## Tasks and exercises
• 1. Echo a passage from the post about writing: start at the words "RoadblockTHIS POST" and end after "into other projects.".
• 2. In the listing, start at the line containing "of the grass" and continue through the end of the listing. Reproduce only those lines, requests included, with every coordinate in the answers multiplied by 0.5 and rounded to whole numbers, halves rounded up.
== Document segment ==
First off, THE REPORT:

Writing with the writing bud: Check.

Daily hour of writing: Check.

Chapters of Dead Timmy edited: Four.

This post: Done.

RoadblockTHIS POST

Years writing City of the Dead: Six.

Years revising City of the Dead: Ten.

Yep. I’m not proud of it. But there you go. I started writing City of the Dead when I was twelve years old and finally got through the behemoth of a book when I was just shy of eighteen. I’ve spent the last ten years of my life rewriting it over and over. It’s only in the last year that I finally started querying and branching out into other projects.

Assuming that the entire Star Daughter series (which was originally one book) is 300,000 words (total guess), that’s a writing average of 137 words a day. The words preceding this sentence total 136. They took me about two minutes to write. So the problem is clearly not in my fingers’ ability to pound out letters.

I know I’m not alone in this. Why do we writers do this to ourselves? Why spend such a hideously long time on a single project? (I mean, sixteen years. Sixteen years. That’s more than half my life!) I could blame a million little speed bumps along the way, but it really boils down to two major road blocks.

The first was a lack of confidence. Writing was a closet hobby, right back there with my Sailor Moon obsession (possibly even behind my Sailor Moon obsession, if I’m being honest), and I was very eager to not let anybody know about it save for three people. Total. For a decade. It’s kind of hard to decide a project is ready when you know in your heart of hearts that it sucks and everyone’s going to laugh at it and it’s better to just snuggle it in the darkness and pretend it doesn’t exist when someone notices. Getting over that sort of thinking is pretty vital in the publication process.
===
== Dataset extract ==
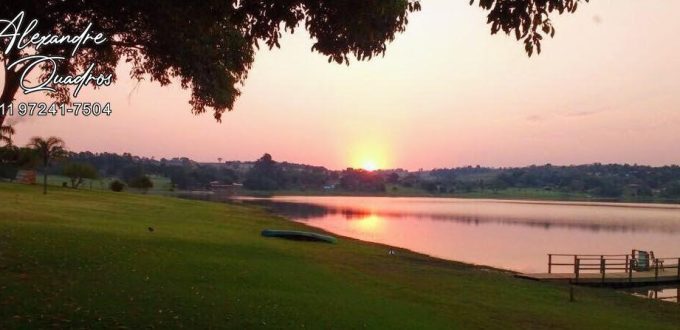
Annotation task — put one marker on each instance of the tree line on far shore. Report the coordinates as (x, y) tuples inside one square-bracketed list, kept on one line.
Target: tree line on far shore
[(266, 174)]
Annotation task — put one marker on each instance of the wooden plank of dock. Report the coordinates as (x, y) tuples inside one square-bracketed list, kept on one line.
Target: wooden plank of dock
[(667, 275)]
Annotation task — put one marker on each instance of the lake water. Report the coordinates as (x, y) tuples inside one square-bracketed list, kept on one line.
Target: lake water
[(514, 235)]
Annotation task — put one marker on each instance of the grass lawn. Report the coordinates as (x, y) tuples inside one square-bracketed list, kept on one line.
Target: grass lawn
[(160, 184), (85, 259)]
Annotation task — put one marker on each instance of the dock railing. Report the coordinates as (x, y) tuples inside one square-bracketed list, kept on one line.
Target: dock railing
[(609, 263)]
===
## Completed exercise
• 1.
RoadblockTHIS POST

Years writing City of the Dead: Six.

Years revising City of the Dead: Ten.

Yep. I’m not proud of it. But there you go. I started writing City of the Dead when I was twelve years old and finally got through the behemoth of a book when I was just shy of eighteen. I’ve spent the last ten years of my life rewriting it over and over. It’s only in the last year that I finally started querying and branching out into other projects.

• 2.
Annotation task — put one marker on each instance of the grass lawn. Report the coordinates as (x, y) tuples inside one square-bracketed list, kept on one line.
Target: grass lawn
[(80, 92), (43, 130)]
Annotation task — put one marker on each instance of the dock railing. Report the coordinates as (x, y) tuples inside one square-bracketed list, kept on one line.
Target: dock railing
[(305, 132)]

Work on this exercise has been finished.